#### Esercizi proposti
**a.** In base al brano sull'ex Ilva, indica lo scopo delle misure urgenti introdotte dal decreto in discussione alla Camera dei Deputati.
**b.** Elenca tutti gli ambiti di cui, secondo il brano sull'ex Ilva, si occupa o si dovrebbe occupare il decreto discusso alla Camera.
**c.** Trascrivi senza modifiche il passo del brano sull'ex Ilva che comincia con "18 Marzo 2025" e prosegue fino a "l’impatto sul territorio?".

Nella prima puntata di “Voci dal Palazzo”, parla Filiberto Zaratti, deputato di Alleanza Verdi Sinistra. “Le risorse che sono state stanziate, che derivano dal sequestro dei beni dei Riva, servivano al risanamento ambientale e non per il rilancio produttivo”

18 Marzo 2025

Si torna a parlare dell’ex Ilva di Taranto. Mentre i commissari straordinari stanno valutando le offerte per la cessione del polo siderurgico, alla Camera dei Deputati si sta discutendo un decreto che introduce delle misure urgenti per garantire la continuità produttiva e occupazionale degli impianti dell’acciaieria. La norma si dovrebbe occupare anche di affrontare le questioni ambientali e di salvaguardia della salute pubblica, che sono ormai da decenni al centro di tutte le discussioni e le inchieste giudiziarie sul famigerato impianto. Il nodo è sempre lo stesso: come fare a tutelare i posti di lavoro e allo stesso tempo limitare il più possibile l’impatto sul territorio?

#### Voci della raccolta
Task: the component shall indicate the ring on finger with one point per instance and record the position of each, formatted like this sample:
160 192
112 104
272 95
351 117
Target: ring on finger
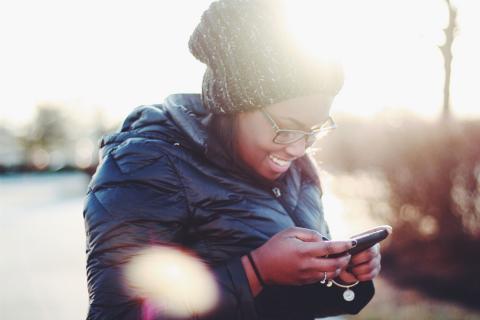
324 278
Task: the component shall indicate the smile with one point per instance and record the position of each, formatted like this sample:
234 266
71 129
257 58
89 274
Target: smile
278 161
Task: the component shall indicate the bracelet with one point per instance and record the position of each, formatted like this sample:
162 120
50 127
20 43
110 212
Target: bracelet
346 286
254 266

#### Elenco soluzioni
**a.** Il decreto introduce misure urgenti per garantire la continuità produttiva e occupazionale degli impianti dell'acciaieria.

**b.**
- continuità produttiva degli impianti dell'acciaieria
- continuità occupazionale degli impianti dell'acciaieria
- questioni ambientali
- salvaguardia della salute pubblica

**c.**
18 Marzo 2025

Si torna a parlare dell’ex Ilva di Taranto. Mentre i commissari straordinari stanno valutando le offerte per la cessione del polo siderurgico, alla Camera dei Deputati si sta discutendo un decreto che introduce delle misure urgenti per garantire la continuità produttiva e occupazionale degli impianti dell’acciaieria. La norma si dovrebbe occupare anche di affrontare le questioni ambientali e di salvaguardia della salute pubblica, che sono ormai da decenni al centro di tutte le discussioni e le inchieste giudiziarie sul famigerato impianto. Il nodo è sempre lo stesso: come fare a tutelare i posti di lavoro e allo stesso tempo limitare il più possibile l’impatto sul territorio?